Work item:
Go through the data and retrieve each line that includes the string "below".

Stored entries:
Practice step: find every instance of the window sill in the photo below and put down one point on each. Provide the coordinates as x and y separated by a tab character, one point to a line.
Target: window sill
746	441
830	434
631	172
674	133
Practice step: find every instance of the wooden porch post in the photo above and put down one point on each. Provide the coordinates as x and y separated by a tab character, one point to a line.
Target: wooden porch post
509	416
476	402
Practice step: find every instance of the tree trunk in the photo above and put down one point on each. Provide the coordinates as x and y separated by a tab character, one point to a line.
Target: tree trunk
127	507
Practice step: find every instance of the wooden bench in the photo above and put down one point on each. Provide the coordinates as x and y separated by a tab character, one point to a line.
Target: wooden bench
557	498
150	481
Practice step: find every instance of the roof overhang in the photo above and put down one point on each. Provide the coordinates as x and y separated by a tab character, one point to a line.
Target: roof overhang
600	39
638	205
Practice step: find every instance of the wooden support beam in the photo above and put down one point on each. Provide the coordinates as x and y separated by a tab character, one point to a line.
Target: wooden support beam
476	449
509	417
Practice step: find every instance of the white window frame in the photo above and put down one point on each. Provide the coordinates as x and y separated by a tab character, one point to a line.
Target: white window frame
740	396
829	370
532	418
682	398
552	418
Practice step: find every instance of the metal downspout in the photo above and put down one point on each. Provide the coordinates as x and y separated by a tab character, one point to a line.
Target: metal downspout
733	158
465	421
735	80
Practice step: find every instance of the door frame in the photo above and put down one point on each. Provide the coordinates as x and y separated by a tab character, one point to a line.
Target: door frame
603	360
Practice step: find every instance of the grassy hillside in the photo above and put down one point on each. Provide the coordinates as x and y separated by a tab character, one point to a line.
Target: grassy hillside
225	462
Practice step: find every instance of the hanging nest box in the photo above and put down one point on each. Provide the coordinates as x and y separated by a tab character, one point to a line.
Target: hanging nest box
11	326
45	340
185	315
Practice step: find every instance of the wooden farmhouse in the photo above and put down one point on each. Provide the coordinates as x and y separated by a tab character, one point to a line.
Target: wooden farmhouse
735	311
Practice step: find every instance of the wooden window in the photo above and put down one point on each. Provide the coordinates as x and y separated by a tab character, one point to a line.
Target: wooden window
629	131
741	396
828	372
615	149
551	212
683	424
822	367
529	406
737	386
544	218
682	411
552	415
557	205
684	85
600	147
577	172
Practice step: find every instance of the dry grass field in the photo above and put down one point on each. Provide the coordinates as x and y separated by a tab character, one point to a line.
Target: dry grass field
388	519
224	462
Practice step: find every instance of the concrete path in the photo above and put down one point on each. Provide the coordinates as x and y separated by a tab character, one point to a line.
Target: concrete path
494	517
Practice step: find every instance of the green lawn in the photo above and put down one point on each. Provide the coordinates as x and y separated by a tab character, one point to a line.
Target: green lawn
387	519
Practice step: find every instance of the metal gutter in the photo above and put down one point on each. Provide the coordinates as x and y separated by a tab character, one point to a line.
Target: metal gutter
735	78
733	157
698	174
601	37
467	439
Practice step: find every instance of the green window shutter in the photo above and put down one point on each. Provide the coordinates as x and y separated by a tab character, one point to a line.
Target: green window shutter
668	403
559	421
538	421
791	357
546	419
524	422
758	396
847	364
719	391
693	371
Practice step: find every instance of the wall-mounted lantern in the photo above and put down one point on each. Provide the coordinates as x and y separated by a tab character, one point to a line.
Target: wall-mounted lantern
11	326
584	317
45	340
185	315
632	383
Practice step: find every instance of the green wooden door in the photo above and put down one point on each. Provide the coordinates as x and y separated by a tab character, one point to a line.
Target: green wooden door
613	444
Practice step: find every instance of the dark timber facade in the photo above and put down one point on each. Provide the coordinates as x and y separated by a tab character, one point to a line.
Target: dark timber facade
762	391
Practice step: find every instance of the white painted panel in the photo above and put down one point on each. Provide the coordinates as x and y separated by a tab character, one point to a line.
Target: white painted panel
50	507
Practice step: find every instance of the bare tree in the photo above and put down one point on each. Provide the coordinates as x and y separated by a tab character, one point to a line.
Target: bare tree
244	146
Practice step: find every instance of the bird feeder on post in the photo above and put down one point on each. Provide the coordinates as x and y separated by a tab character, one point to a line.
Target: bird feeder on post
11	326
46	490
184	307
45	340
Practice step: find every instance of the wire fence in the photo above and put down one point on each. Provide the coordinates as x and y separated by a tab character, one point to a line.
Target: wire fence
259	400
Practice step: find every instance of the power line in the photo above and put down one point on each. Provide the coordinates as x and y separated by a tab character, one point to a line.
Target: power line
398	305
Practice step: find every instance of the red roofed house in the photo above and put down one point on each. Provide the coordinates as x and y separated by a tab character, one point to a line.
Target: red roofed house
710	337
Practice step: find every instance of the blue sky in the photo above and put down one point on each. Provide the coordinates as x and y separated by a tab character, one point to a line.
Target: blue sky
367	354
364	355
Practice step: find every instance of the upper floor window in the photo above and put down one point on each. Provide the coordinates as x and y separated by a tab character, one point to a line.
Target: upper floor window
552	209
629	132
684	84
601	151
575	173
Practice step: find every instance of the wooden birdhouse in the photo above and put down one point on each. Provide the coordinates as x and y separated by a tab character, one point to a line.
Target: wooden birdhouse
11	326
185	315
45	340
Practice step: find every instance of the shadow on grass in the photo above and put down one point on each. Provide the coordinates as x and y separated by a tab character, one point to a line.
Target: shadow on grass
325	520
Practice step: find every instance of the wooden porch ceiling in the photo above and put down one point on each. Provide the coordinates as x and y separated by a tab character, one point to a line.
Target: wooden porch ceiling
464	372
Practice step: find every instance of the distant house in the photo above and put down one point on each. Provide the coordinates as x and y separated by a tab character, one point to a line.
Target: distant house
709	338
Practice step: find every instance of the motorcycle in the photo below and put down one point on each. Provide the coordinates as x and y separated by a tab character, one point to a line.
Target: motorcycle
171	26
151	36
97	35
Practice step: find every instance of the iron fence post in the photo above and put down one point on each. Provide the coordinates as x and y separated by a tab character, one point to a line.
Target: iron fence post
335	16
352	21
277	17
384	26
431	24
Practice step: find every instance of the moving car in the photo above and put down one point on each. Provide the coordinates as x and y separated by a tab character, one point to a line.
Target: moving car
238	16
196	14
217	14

Solved problem:
Practice step: find every instance of the window sill in the photo below and put down one point on each. Provide the coordinates as x and y separated by a tab character, one point to a line.
Practice step: find every instance of the motorcycle in the photo below and put down one point on each. Provide the coordinates as x and y separated by a tab character, one point to a line.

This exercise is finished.